• _REQUIRED WORK_:
All of the material below is to be restated word for word, apart from the pictures.

• _A block of data_:

[BEGIN]

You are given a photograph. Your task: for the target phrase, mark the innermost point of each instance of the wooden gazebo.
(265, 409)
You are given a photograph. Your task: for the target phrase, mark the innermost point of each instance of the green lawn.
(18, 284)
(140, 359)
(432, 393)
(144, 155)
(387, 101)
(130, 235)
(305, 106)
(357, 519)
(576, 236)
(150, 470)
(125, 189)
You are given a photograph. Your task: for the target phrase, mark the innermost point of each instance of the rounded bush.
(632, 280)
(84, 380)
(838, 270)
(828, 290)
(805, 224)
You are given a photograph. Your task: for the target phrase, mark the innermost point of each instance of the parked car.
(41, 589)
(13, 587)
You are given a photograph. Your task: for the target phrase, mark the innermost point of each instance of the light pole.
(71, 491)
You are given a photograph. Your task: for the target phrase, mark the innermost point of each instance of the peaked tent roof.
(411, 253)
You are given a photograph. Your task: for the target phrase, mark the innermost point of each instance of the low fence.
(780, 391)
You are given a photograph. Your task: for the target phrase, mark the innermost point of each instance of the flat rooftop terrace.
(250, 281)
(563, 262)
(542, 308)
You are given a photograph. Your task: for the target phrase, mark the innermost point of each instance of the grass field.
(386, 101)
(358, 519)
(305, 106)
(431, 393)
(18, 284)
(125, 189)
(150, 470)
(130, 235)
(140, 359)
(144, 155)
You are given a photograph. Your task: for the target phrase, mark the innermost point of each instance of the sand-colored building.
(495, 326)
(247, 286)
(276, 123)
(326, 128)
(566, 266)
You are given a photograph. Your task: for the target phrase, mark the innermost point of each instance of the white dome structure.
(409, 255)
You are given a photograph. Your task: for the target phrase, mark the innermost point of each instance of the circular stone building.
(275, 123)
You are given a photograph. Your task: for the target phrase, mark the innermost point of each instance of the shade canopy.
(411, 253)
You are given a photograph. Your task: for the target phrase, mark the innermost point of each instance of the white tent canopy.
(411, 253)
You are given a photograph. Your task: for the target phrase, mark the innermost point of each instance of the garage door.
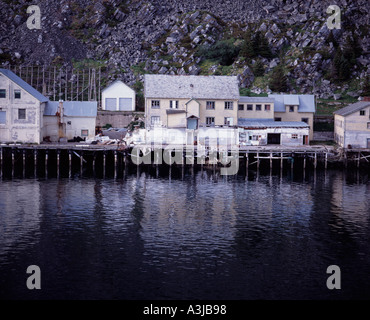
(111, 104)
(125, 104)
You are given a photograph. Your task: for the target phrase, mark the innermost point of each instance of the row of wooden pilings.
(66, 162)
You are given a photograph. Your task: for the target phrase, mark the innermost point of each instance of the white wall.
(116, 91)
(20, 130)
(51, 127)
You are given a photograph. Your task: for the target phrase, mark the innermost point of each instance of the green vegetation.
(255, 45)
(248, 93)
(88, 63)
(223, 52)
(278, 80)
(138, 69)
(366, 87)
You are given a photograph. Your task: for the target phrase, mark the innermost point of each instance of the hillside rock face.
(163, 36)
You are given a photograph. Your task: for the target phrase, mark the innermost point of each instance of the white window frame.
(209, 121)
(156, 104)
(155, 120)
(210, 105)
(174, 104)
(229, 105)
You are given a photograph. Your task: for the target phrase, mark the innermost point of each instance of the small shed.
(118, 97)
(69, 119)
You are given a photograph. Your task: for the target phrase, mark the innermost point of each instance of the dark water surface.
(196, 237)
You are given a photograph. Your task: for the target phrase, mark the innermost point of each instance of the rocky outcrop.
(162, 36)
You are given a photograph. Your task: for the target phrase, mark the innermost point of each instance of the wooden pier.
(65, 160)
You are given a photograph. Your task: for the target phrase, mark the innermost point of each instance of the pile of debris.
(111, 136)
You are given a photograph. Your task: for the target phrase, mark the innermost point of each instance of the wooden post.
(270, 160)
(35, 162)
(358, 160)
(115, 164)
(281, 160)
(1, 162)
(94, 158)
(58, 163)
(70, 164)
(46, 163)
(24, 163)
(81, 162)
(104, 160)
(12, 162)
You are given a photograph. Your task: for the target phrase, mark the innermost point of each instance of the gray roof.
(305, 102)
(352, 108)
(116, 81)
(73, 108)
(270, 123)
(24, 85)
(244, 99)
(173, 111)
(188, 87)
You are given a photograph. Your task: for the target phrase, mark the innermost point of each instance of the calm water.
(194, 237)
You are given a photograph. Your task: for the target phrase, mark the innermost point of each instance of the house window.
(229, 105)
(21, 114)
(154, 120)
(174, 104)
(2, 117)
(228, 121)
(305, 120)
(17, 94)
(155, 104)
(210, 105)
(210, 121)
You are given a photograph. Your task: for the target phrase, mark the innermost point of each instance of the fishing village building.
(352, 125)
(21, 110)
(27, 116)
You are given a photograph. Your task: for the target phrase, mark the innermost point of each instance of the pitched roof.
(352, 108)
(73, 108)
(244, 99)
(188, 87)
(24, 85)
(270, 123)
(305, 102)
(117, 82)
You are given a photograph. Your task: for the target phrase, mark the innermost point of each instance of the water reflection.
(194, 236)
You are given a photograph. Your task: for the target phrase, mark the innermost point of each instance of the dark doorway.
(273, 138)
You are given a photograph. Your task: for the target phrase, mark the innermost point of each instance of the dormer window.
(17, 94)
(174, 104)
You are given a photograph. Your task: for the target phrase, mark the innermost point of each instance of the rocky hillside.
(247, 38)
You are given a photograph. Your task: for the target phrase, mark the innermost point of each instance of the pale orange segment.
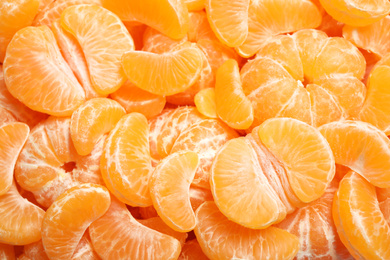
(117, 235)
(126, 162)
(69, 216)
(43, 81)
(169, 188)
(359, 220)
(229, 20)
(92, 120)
(304, 152)
(153, 14)
(163, 74)
(362, 147)
(357, 12)
(104, 39)
(12, 138)
(220, 238)
(15, 15)
(233, 107)
(20, 220)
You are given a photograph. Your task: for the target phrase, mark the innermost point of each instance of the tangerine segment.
(170, 190)
(20, 220)
(164, 74)
(267, 18)
(69, 216)
(43, 81)
(15, 15)
(220, 238)
(240, 188)
(304, 153)
(359, 220)
(12, 138)
(92, 120)
(117, 235)
(126, 162)
(233, 107)
(104, 39)
(356, 12)
(153, 13)
(228, 20)
(362, 147)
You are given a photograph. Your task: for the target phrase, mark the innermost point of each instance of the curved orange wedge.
(170, 190)
(164, 74)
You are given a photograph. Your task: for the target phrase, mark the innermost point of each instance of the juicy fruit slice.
(304, 153)
(169, 188)
(356, 12)
(222, 239)
(126, 162)
(362, 147)
(117, 235)
(229, 20)
(163, 74)
(15, 15)
(69, 216)
(43, 81)
(359, 220)
(20, 220)
(233, 107)
(153, 14)
(12, 138)
(104, 39)
(92, 120)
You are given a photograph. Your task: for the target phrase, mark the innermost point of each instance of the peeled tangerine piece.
(20, 220)
(221, 238)
(356, 12)
(126, 162)
(117, 235)
(164, 74)
(70, 215)
(228, 20)
(233, 107)
(12, 138)
(104, 39)
(360, 223)
(43, 81)
(362, 147)
(92, 120)
(170, 190)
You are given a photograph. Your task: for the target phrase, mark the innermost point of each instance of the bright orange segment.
(107, 40)
(126, 162)
(169, 188)
(12, 138)
(163, 74)
(69, 216)
(220, 238)
(43, 81)
(92, 120)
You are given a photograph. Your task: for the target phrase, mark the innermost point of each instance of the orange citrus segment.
(305, 155)
(163, 74)
(126, 162)
(169, 188)
(220, 238)
(92, 120)
(233, 107)
(153, 13)
(12, 138)
(362, 147)
(228, 20)
(43, 81)
(104, 39)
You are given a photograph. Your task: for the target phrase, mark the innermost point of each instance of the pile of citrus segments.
(194, 129)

[END]

• _ANSWER TO THE EXERCISE_:
You are given a photograph. Your task: for the target phrase, mark the innermost point of each instance of the wooden gazebo.
(265, 409)
You are given a photograph. Your task: for the target phrase, mark the innermost point of each instance of the green lawn.
(18, 284)
(140, 359)
(432, 393)
(144, 155)
(387, 101)
(130, 235)
(305, 106)
(357, 519)
(576, 236)
(150, 470)
(125, 189)
You are given a photograph. Your task: for the target phrase, mark the innermost point of each instance of the rounded bush.
(632, 280)
(84, 380)
(838, 270)
(828, 290)
(805, 224)
You are given a photograph. Your task: for the target phrase, mark the innermost point of each instance of the parked car.
(41, 589)
(13, 587)
You are given a photograph. Your task: for the target phrase, mark the innermost point of each instance of the light pole.
(71, 491)
You are given a photograph. Your task: for the target phrase, mark the innermost point of each instance of the peaked tent roof.
(411, 253)
You are given a photograph. Your task: for the target phrase, mark the innermost point of each instance of the low fence.
(780, 391)
You are given a photograph. Your task: for the target phrase, mark the innermost point of each instance of the flat rooftop terrace.
(250, 281)
(563, 262)
(542, 308)
You are given a photograph. Your task: for the target phrase, mark the innermost point of each instance of the grass field.
(386, 101)
(358, 519)
(305, 106)
(431, 393)
(18, 284)
(125, 189)
(150, 470)
(130, 235)
(140, 359)
(144, 155)
You are given a photograph. Your task: for the target phrase, mark the innermost point of each instance of the sand-colored building.
(495, 326)
(247, 286)
(276, 123)
(326, 128)
(566, 266)
You are given a photograph. Your task: for the target phrase, mark the innermost point of each instance of the white dome structure.
(409, 255)
You are given a photograph. Your task: for the target phrase, mark the innermost point of each instance of the circular stone building.
(275, 123)
You are given a photograph. Your task: for the target phrase, mark the innermost point of each instance of the shade canopy.
(411, 253)
You are given a photograph. Your task: for the target phrase, mark the innermost point of each instance of the white tent canopy.
(411, 253)
You are given a photograph. Your task: for the target phrase, mark the innermost point of each instance of the garage door.
(111, 104)
(125, 104)
You are given a photograph. Your task: for the target phrase, mark the innermost point of each instance of the row of wooden pilings.
(66, 162)
You are given a photograph. Your task: for the target phrase, mark the innermost point of each instance of the white wall.
(116, 91)
(20, 130)
(51, 127)
You are given a photograph. Your task: for the target phrase, mark the innermost point of each instance of the green vegetation.
(255, 45)
(248, 93)
(88, 63)
(223, 52)
(278, 80)
(138, 69)
(366, 87)
You are given a photograph. Your task: for the target phrase, mark the innermost point of each instance of the hillside rock face.
(163, 36)
You are given a photograph. Your task: for the target phrase, mark the innermost point of each instance of the white window frame.
(209, 121)
(156, 104)
(155, 120)
(210, 105)
(174, 104)
(229, 105)
You are given a photograph. Your task: for the target phrase, mark the innermost point of each instance of the small shed.
(118, 97)
(69, 119)
You are given a photograph. Your task: for the target phrase, mark the innermost point of each instance of the dark water surface.
(196, 237)
You are given a photograph. Your task: for the target phrase, mark the innermost point of each instance of the rocky outcrop.
(162, 36)
You are given a photograph. Your task: for the target phrase, mark the innermost point of each instance of the wooden pier.
(65, 160)
You are given a photograph. Your task: for the target phrase, mark the innermost point of each instance of the pile of debris.
(111, 136)
You are given a photograph. Your task: for the target phrase, mark the innermost point of each instance of the wooden post.
(270, 160)
(35, 162)
(358, 160)
(115, 164)
(281, 160)
(1, 162)
(94, 158)
(58, 163)
(70, 164)
(46, 163)
(24, 163)
(81, 162)
(104, 160)
(12, 162)
You are given a photograph. Your task: for the target phrase, mark the innermost point of each instance of the gray roof.
(305, 102)
(352, 108)
(116, 81)
(73, 108)
(270, 123)
(24, 85)
(244, 99)
(173, 111)
(188, 87)
You are given a photograph. Your task: for the target phrase, mark the innermost point of each instance of the calm water.
(194, 237)
You are given a photograph. Your task: for the target phrase, mark the innermost point of each instance of the house window.
(229, 105)
(21, 114)
(154, 120)
(174, 104)
(2, 117)
(228, 121)
(305, 120)
(17, 94)
(155, 104)
(210, 105)
(210, 121)
You are given a photograph. Your task: for the target phrase, mark the innermost point of each instance of the fishing village building.
(352, 125)
(21, 110)
(27, 116)
You are given a photograph. Your task: for the target phrase, mark the innermost point of each instance of the pitched roof.
(352, 108)
(73, 108)
(244, 99)
(188, 87)
(24, 85)
(270, 123)
(305, 102)
(117, 82)
You are given a photograph. Your task: for the target phrase, mark the innermost point of each instance of the water reflection.
(194, 236)
You are given a photograph. Your task: for the target phrase, mark the innermost point of each instance of the dark doorway.
(273, 138)
You are given a photograph. Your task: for the target phrase, mark the innermost point of each instance of the dormer window.
(17, 94)
(174, 104)
You are given a photograph. Your task: for the target phrase, mark the innermost point of each instance of the rocky hillside.
(247, 38)
You are given a photograph. Your task: for the target phrase, mark the innermost point of each instance of the pale orange segment.
(117, 235)
(126, 162)
(69, 216)
(43, 81)
(169, 188)
(359, 220)
(229, 20)
(92, 120)
(304, 152)
(153, 14)
(163, 74)
(362, 147)
(357, 12)
(104, 39)
(12, 138)
(220, 238)
(15, 15)
(233, 107)
(20, 220)
You are given a photograph. Your task: for the target phrase, mark the innermost point of each instance of the tangerine segment.
(170, 190)
(20, 220)
(164, 74)
(267, 18)
(69, 216)
(43, 81)
(15, 15)
(220, 238)
(240, 188)
(304, 153)
(359, 220)
(12, 138)
(92, 120)
(117, 235)
(126, 162)
(233, 107)
(104, 39)
(356, 12)
(153, 13)
(228, 20)
(362, 147)
You are given a photograph. Your task: for the target phrase, mark the innermost point of each instance of the curved orange wedge.
(170, 190)
(164, 74)
You are given a photograph. Your task: for the target phrase, mark the innermost point of each instance of the juicy fruit slice.
(304, 153)
(169, 188)
(356, 12)
(222, 239)
(126, 162)
(362, 147)
(117, 235)
(229, 20)
(163, 74)
(15, 15)
(69, 216)
(43, 81)
(359, 220)
(20, 220)
(233, 107)
(153, 14)
(12, 138)
(104, 39)
(92, 120)
You are given a photograph. Your task: for the target phrase, mark the innermost point of each instance of the peeled tangerine piece.
(20, 220)
(221, 238)
(356, 12)
(126, 162)
(117, 235)
(164, 74)
(70, 215)
(228, 20)
(233, 107)
(12, 138)
(104, 39)
(360, 223)
(43, 81)
(362, 147)
(92, 120)
(170, 190)
You are given a photograph. Your task: for the target phrase, mark the innermost point of each instance of the bright orange segment.
(107, 40)
(126, 162)
(169, 188)
(12, 138)
(163, 74)
(69, 216)
(220, 238)
(43, 81)
(92, 120)
You are given a photograph. Your task: for the target phrase, mark the innermost point of each instance of the orange citrus segment.
(305, 155)
(163, 74)
(126, 162)
(169, 188)
(220, 238)
(92, 120)
(233, 107)
(153, 13)
(12, 138)
(362, 147)
(228, 20)
(43, 81)
(104, 39)
You are given a photograph. Your task: for the target phrase, mark the innermost point of each instance of the pile of citrus segments.
(194, 129)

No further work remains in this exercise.